REQUIRED WORK →
Can you give the records again from the line with "Category: black pants" up to and including the line with "[471,278,485,293]", switching "work glove" for "gardening glove" and leaving everything else unchanged?

RECORDS PROVIDED →
╔══

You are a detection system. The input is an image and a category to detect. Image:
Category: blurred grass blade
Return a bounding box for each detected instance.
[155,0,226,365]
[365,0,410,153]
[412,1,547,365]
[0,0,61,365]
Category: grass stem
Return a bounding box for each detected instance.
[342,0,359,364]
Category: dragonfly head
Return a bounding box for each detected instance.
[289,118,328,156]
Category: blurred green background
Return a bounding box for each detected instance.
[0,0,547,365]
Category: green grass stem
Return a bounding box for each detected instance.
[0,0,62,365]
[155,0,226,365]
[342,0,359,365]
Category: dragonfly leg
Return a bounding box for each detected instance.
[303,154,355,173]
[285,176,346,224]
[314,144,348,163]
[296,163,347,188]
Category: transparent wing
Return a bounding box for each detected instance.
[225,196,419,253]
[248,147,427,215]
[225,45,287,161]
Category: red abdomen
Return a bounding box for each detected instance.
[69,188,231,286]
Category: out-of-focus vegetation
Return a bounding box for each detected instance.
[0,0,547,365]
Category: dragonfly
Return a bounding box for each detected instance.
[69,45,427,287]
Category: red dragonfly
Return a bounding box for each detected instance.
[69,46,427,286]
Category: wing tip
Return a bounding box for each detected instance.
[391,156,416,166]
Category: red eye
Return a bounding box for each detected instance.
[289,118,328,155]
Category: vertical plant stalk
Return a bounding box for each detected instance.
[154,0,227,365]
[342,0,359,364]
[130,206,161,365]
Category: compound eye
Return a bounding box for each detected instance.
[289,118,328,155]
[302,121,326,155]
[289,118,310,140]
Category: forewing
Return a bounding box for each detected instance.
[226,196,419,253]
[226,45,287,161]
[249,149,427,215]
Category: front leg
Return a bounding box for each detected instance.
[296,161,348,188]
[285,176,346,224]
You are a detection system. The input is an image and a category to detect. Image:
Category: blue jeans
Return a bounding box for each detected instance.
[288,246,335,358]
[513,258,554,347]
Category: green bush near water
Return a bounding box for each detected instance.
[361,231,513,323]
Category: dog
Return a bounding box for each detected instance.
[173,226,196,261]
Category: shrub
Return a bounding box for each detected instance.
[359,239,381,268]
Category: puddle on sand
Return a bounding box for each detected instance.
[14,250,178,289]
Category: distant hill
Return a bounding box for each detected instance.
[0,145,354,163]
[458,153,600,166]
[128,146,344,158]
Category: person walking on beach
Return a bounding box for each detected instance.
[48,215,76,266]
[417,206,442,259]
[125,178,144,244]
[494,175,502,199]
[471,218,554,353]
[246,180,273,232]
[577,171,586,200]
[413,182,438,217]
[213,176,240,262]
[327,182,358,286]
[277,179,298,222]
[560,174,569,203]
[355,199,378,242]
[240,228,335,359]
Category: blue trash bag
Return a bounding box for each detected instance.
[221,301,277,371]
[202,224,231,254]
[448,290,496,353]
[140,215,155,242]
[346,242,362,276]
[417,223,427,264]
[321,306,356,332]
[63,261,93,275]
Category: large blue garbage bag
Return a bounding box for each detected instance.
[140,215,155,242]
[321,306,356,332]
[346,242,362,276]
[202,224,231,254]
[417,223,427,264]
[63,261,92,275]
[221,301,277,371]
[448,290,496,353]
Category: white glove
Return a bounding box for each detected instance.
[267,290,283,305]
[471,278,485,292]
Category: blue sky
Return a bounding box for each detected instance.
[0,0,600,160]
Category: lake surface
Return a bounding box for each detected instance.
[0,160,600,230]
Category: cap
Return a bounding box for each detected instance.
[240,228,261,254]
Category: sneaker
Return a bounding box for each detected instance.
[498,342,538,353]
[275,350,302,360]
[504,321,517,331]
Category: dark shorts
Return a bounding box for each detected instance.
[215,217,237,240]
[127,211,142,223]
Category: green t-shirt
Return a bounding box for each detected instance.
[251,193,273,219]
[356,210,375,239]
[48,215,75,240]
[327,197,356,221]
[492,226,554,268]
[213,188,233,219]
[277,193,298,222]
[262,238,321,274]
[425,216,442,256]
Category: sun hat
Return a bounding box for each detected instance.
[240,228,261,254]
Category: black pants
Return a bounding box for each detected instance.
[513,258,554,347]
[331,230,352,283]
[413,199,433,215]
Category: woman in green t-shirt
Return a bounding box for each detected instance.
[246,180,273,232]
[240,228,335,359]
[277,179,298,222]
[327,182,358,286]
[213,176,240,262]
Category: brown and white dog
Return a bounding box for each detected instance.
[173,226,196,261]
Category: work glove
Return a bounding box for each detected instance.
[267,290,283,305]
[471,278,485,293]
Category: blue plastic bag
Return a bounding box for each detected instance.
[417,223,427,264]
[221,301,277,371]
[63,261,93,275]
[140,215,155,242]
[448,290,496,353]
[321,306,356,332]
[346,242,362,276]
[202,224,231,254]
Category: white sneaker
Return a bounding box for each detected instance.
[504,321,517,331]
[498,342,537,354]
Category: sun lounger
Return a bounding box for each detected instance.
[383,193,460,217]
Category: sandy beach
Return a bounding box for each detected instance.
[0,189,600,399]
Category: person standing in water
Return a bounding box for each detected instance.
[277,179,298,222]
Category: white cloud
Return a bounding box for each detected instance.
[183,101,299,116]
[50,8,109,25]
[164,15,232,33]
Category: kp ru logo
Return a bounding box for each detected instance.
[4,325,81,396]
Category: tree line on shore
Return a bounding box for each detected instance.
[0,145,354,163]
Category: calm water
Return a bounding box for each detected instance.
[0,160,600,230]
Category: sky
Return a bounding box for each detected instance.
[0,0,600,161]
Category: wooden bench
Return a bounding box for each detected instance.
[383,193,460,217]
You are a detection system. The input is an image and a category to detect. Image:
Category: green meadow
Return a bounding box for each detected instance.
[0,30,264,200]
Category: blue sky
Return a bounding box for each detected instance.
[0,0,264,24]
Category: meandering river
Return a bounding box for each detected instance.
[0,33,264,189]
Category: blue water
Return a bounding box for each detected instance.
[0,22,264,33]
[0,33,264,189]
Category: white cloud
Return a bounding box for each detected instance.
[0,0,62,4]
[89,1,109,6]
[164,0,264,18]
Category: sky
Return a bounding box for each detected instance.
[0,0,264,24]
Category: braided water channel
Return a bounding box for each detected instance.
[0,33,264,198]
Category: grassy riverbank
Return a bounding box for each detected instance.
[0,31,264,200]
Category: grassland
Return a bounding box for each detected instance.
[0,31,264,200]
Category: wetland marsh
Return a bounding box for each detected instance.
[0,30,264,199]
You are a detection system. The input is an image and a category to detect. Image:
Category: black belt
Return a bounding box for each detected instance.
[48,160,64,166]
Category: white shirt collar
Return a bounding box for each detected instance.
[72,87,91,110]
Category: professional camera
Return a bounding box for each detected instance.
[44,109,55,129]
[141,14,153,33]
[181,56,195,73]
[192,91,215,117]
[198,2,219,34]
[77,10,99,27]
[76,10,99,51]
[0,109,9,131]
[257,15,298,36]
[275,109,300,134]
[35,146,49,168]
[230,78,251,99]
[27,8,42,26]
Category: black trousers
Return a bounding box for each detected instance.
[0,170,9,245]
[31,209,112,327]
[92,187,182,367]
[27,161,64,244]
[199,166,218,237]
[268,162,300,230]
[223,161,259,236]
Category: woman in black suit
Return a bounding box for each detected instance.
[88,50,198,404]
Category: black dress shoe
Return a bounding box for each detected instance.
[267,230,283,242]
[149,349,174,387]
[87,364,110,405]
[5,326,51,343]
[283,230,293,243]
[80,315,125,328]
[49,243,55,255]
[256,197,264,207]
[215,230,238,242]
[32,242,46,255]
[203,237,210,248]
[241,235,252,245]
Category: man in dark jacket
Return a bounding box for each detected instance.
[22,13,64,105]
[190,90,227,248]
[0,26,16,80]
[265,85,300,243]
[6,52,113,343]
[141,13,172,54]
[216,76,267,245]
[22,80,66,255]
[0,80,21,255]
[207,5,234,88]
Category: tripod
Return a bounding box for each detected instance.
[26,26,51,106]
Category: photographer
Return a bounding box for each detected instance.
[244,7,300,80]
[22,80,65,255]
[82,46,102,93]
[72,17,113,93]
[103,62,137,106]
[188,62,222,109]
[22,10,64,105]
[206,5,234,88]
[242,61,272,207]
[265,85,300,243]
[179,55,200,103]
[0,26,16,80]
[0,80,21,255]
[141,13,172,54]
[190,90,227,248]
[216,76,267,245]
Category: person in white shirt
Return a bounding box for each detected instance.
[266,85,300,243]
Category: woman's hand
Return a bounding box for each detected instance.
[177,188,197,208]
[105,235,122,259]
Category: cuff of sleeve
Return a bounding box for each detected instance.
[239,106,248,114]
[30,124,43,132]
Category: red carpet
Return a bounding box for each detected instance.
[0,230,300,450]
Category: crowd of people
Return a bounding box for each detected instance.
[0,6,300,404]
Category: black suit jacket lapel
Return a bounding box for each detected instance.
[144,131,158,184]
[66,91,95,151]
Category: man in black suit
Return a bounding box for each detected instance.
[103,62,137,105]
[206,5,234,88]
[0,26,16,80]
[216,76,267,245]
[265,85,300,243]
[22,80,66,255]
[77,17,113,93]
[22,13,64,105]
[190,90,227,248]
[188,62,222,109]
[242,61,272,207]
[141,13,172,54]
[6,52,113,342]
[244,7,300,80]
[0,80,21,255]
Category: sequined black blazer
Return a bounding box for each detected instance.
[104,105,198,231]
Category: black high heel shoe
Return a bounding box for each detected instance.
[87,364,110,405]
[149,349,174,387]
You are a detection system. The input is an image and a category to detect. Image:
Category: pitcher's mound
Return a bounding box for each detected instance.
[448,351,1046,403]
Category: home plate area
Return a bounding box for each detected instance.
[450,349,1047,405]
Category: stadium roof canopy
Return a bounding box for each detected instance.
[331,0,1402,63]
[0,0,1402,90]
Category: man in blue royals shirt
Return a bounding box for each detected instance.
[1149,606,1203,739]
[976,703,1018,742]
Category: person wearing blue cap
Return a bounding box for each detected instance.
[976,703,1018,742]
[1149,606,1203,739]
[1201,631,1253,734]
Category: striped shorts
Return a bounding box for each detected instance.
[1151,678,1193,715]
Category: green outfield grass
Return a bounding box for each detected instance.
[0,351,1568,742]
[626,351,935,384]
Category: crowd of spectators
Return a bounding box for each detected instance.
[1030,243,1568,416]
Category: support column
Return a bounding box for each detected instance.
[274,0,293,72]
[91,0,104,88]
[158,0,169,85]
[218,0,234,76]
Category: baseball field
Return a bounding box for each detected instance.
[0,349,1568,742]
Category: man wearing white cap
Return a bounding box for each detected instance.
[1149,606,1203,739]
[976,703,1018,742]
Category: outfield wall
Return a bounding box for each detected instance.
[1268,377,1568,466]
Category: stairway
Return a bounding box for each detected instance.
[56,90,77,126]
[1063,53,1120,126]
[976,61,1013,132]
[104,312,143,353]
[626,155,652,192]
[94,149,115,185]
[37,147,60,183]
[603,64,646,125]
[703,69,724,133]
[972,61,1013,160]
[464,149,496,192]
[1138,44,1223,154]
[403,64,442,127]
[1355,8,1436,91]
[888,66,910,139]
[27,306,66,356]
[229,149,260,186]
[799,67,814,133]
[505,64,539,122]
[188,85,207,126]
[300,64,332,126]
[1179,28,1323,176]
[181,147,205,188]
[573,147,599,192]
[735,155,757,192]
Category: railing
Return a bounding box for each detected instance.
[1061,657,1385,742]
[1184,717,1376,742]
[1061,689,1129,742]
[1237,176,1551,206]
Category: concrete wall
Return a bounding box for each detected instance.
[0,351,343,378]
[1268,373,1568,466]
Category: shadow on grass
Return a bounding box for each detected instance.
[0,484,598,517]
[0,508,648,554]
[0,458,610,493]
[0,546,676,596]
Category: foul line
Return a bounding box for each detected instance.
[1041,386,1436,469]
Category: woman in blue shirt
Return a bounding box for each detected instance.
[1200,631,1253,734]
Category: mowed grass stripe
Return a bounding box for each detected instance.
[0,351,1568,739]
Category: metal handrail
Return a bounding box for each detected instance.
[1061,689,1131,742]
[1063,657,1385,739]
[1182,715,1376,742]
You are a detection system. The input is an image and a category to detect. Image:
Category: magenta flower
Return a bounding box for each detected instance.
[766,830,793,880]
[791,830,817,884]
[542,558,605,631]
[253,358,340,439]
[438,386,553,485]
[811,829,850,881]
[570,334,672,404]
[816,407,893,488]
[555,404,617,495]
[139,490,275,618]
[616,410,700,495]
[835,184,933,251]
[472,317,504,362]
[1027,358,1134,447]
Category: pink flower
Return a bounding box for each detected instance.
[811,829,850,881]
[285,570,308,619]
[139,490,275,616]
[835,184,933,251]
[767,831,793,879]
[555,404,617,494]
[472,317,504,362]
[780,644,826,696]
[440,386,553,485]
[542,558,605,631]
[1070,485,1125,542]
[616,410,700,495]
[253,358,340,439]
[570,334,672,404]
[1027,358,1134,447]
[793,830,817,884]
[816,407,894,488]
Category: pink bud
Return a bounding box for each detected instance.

╚══

SOLUTION FOR THIS TASK →
Category: black pants
Return a bounding box for each detected instance.
[513,258,554,347]
[331,230,352,283]
[413,199,433,215]
Category: woman in green t-shirt
Return a bounding box for each detected instance.
[246,180,273,232]
[240,228,335,359]
[277,179,298,222]
[327,182,358,286]
[213,176,240,262]
Category: brown and white dog
Return a bounding box for each detected instance.
[173,226,196,261]
Category: gardening glove
Return a bounding box for each detected instance.
[267,290,283,305]
[471,278,485,293]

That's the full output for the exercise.